**Task instructions**
**1)** Copy out the passage on the Harmony Society between "Economy's productivity was" and "the Society's products.", inclusive.
**2)** In the passage on the Harmony Society, roughly how many acres did Economy cover?

George Rapp believed that the act of building a town served to unite the community spiritually as well as physically, and for this reason as well as for more practical ones — such as a wish for proximity to better water and more fertile soil — the Harmony Society built three complete towns within the first thirty years of its existence. At Harmony, PA (1805-1815) and New Harmony, IN (1815-1824) they established the structure of their new Society, as well as patterns of town-building they would use at Economy (1824-1905). George Rapp's background as a vine dresser and carpenter in Germany reinforced his emphasis on the importance of manual labor. Though in their buildings, they sought to design "in the American manner," the Harmonists retained much of their German heritage, including their Swabian dialect and traditional costume. A wooden gate beneath which visitors passed at the entrance to Economy emphasized its physical and philosophical separateness from the surrounding world.

Economy's productivity was based mainly on industry, rather than on agriculture, in contrast to the Harmonists' two previous settlements. This is reflected in the acreage of Economy, the smallest of the three settlements, with approximately 3,000 acres. (Harmony, PA eventually included about 9,000 acres; New Harmony, IN about 20,000.) Intending to remain at Economy, the Harmonists built and purchased the most advanced machinery. Several Harmonist "salesmen" on the East Coast and in the Ohio and Mississippi valleys acted as agents for the Society's products.

**Data block**
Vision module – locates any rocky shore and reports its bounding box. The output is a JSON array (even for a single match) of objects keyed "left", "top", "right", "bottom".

**In response**
**1)**
Economy's productivity was based mainly on industry, rather than on agriculture, in contrast to the Harmonists' two previous settlements. This is reflected in the acreage of Economy, the smallest of the three settlements, with approximately 3,000 acres. (Harmony, PA eventually included about 9,000 acres; New Harmony, IN about 20,000.) Intending to remain at Economy, the Harmonists built and purchased the most advanced machinery. Several Harmonist "salesmen" on the East Coast and in the Ohio and Mississippi valleys acted as agents for the Society's products.

**2)** Approximately 3,000 acres.